Выбранный текст -
№10, 1971/Публикации. Воспоминания. Сообщения

«Цветовая биография Пушкина»

Страницы рукописи С. Эйзенштейна

Статья С. Эйзенштейна «Цветовая разработка фильма «Любовь поэта», опубликованная в третьем томе его избранных сочинений, начинается следующими словами: «Я искал материал для цветового фильма. Для музыкального фильма «естественно» брать биографию композитора. Для цветового – несомненно, историю живописца. Вот почему для фильма, объединяющего цвет и музыку, я не выбрал ни того и ни другого. Выбрал биографию литератора. Пушкина. Но, конечно, не только поэтому. Но потому, что именно цветовая биография Пушкина дает такую же подвижную драматургию цвета, такое же движение цветового спектра в тон разворачивающейся судьбе поэта, какую не сквозь биографию, но сквозь последовательность произведений обнаруживает творчество Гоголя». И далее: «Если так сквозь ткань произведений Гоголя проступает трагическая история их создателя от юности и жизнеутверждающей полнокровности к аскетическому помрачению, через движение от красочной полноты к гамме бело-черной, почти экранной строгости, – то такой же путь драматизированного движения цвета проходит сквозь антураж цветового окружения, сквозь который движется к трагической развязке судьба поэта от беззаботности одесского приволья к холодной снежной пелене (у Черной речки)» 1.

Перечитывая эти строки, приходишь к мысли, что обращение С. Эйзенштейна к судьбе Пушкина, к личности Пушкина продиктовано вроде бы чисто формальными задачами. Так ли это? В поисках ответа на этот вопрос полезно обратиться к еще не опубликованным заметкам С. Эйзенштейна, к рукописи «Замысел цветового фильма «Любовь поэта», хранящейся в архиве автора.

Поставленная задача A - Перепишите без единого изменения строки набора данных: всё от строки, в которой есть «Record the location of each instance of the window», и до последней строки набора включительно.

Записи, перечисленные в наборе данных
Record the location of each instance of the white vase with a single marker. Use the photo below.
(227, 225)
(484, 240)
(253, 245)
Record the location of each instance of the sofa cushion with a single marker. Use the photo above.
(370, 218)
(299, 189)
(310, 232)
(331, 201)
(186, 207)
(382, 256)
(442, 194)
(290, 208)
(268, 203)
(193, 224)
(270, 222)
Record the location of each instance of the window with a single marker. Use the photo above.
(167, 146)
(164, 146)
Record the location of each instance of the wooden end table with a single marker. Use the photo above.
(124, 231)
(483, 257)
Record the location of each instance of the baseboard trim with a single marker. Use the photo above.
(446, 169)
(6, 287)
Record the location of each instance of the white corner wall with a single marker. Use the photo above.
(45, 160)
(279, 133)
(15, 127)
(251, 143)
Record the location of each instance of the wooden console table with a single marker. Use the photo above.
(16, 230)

Поставленная задача B - Согласуются ли с выбранным текстом следующие утверждения? (i) Для фильма, объединяющего цвет и музыку, Эйзенштейн выбрал биографию композитора. (ii) Рукопись «Замысел цветового фильма «Любовь поэта» хранится в архиве автора. (iii) Статья «Цветовая разработка фильма «Любовь поэта» опубликована во втором томе избранных сочинений Эйзенштейна.

Правильный ответ A -
Record the location of each instance of the window with a single marker. Use the photo above.
(167, 146)
(164, 146)
Record the location of each instance of the wooden end table with a single marker. Use the photo above.
(124, 231)
(483, 257)
Record the location of each instance of the baseboard trim with a single marker. Use the photo above.
(446, 169)
(6, 287)
Record the location of each instance of the white corner wall with a single marker. Use the photo above.
(45, 160)
(279, 133)
(15, 127)
(251, 143)
Record the location of each instance of the wooden console table with a single marker. Use the photo above.
(16, 230)

Правильный ответ B -
(i) Нет: «Выбрал биографию литератора. Пушкина».
(ii) Да: «к рукописи «Замысел цветового фильма «Любовь поэта», хранящейся в архиве автора».
(iii) Нет: «опубликованная в третьем томе его избранных сочинений».